- **Tâche à réaliser**:
Poursuivez l'extrait sur le non-recours à la CMU-C et à l'ACS à partir de sa dernière phrase.

--- Extrait présenté ---

La fourchette de 1,2 à 2,2 milliards d'euros d'engagements latents, fondée sur l'hypothèse conventionnelle selon laquelle 100 % de la population éligible accéderait au dispositif, est liée à l'incertitude concernant le taux effectif de non-recours. S'agissant de la CMU-C, on estime le taux de non-recours entre 28 % et 40 % des bénéficiaires éligibles. Pour l'ACS, ce taux de non-recours serait compris entre 59 % et 72 %. Si on prend la borne basse, on est à 1,2 milliard d'euros d'engagements latents ; si on prend la borne haute de ces deux estimations, on est à 2,2 milliards d'engagements latents. L'analyse plus fine du taux de non-recours est donc une question centrale pour améliorer les précisions financières. C'est d'ailleurs l'une de nos recommandations.

--- Données sources ---

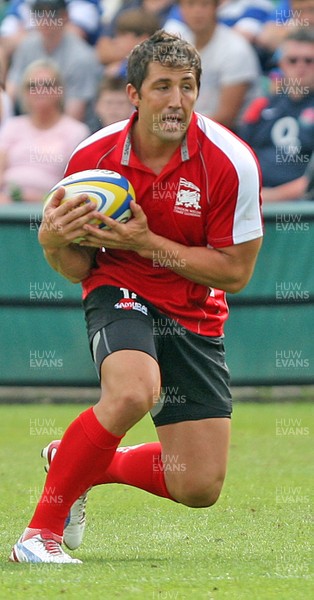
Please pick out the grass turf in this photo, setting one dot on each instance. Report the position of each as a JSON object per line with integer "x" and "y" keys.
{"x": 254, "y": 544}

---
--- Données sources ---

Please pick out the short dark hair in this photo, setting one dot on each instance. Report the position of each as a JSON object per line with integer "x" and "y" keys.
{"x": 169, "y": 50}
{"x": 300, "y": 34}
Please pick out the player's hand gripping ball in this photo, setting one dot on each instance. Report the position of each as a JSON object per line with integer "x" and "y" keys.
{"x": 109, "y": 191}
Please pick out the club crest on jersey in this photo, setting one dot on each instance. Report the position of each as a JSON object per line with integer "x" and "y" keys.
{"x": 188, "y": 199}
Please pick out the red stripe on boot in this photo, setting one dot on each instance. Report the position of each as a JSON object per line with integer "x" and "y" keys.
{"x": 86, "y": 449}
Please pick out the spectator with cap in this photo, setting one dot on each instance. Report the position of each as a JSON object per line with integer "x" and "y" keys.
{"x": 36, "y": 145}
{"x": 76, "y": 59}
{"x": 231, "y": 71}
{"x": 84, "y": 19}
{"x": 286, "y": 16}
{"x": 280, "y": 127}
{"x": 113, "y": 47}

---
--- Données sources ---

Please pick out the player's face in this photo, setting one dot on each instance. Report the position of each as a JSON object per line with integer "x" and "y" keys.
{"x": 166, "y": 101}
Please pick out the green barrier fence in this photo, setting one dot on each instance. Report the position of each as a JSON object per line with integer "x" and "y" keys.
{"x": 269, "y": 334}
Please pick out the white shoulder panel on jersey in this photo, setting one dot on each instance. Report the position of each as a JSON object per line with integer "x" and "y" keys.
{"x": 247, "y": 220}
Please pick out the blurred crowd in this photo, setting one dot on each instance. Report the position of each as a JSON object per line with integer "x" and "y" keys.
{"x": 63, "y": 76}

---

- **Résultat obtenu**:
S'agissant des ressources des demandeurs prises en compte pour déterminer l'éligibilité à la CMU-C ou à l'ACS, nous constatons que l'exclusion d'une partie des ressources par rapport à celles entrant dans le revenu disponible des ménages fait que la référence au seuil de pauvreté pour apprécier le niveau relatif des plafonds de ressources de la CMU-C et de l'ACS - comme cela a été le cas pour calibrer à 7 % la revalorisation des plafonds en termes réels en juillet 2013 - n'est en fait pas pleinement justifiée, les quotités de ressources prises en compte n'étant pas les mêmes. Caler l'objectif de population prise en charge sur le seuil de pauvreté monétaire, toutes choses égales par ailleurs, devrait amener à élargir la base de ressources.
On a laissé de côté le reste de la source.